◆ **TO BE DONE**
Reproduce verbatim the portion of the passage on diversification bias in hiring that runs from "For the non-technical" up to and including "similar to them.".

======== PAGE EXTRACT

One of the really great things that have happened in 2020 is the giant spotlight D&I has gotten in organizations, especially around hiring a more diverse workforce. Obviously, organizations have been working on this for a while, but with limited success.
What researchers are discovering is that many organizations might have “Diversification Bias” in their hiring process. What is Diversification Bias?
Diversification bias describes the tendency to choose more variety—to diversify—when making a simultaneous decision, and to choose less variety when making the same decisions sequentially.
For the non-technical definition, we tend to hire more diversity when we hire a bunch of people at one time, verse when we hire one person every once in a while.
This actually then gives a really good explanation around why so many organizations struggle to increase their diversity hiring because most of us don’t hire a bunch of people all at once. Most organizations have one opening for let’s say an Accountant. When that hiring manager goes to hire, they’ll most likely hire someone who is similar to them.
Now, if that same hiring manager was going to hire 3 Accountants, they are forced to look at that panel of hires and they’ll notice that everyone looks the same, thus increasing the chances they’ll offer positions to a more diverse set of candidates. I’m not saying that our traditional way of hiring is appropriate, in fact, it’s just another form of bias, it’s just a researched explanation of why this is happening.
How can we hire a more diverse and inclusive workforce?

================
======== EXTRACTED DATA

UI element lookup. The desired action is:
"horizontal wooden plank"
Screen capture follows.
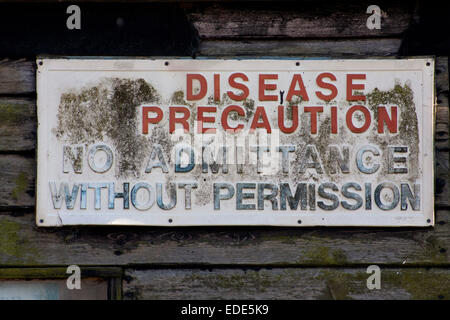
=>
[188,2,413,39]
[434,150,450,208]
[123,268,450,300]
[0,267,123,279]
[0,98,36,152]
[0,211,450,267]
[0,59,36,94]
[0,155,36,209]
[199,38,401,57]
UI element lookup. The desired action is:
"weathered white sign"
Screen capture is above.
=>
[37,59,434,226]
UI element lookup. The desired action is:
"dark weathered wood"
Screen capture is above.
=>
[123,267,450,300]
[0,155,36,208]
[0,59,36,94]
[0,266,123,279]
[0,211,450,267]
[199,38,401,57]
[434,150,450,208]
[0,98,36,152]
[189,2,413,40]
[435,57,449,151]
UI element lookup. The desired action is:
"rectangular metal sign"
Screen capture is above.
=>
[36,58,434,226]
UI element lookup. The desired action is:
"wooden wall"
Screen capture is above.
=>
[0,1,450,299]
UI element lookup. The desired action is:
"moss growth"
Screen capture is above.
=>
[0,218,37,264]
[55,78,160,176]
[381,269,450,300]
[367,83,420,183]
[317,270,369,300]
[185,271,282,292]
[305,247,347,265]
[11,172,28,200]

================

◆ **RESULT FOR THIS EXERCISE**
For the non-technical definition, we tend to hire more diversity when we hire a bunch of people at one time, verse when we hire one person every once in a while.
This actually then gives a really good explanation around why so many organizations struggle to increase their diversity hiring because most of us don’t hire a bunch of people all at once. Most organizations have one opening for let’s say an Accountant. When that hiring manager goes to hire, they’ll most likely hire someone who is similar to them.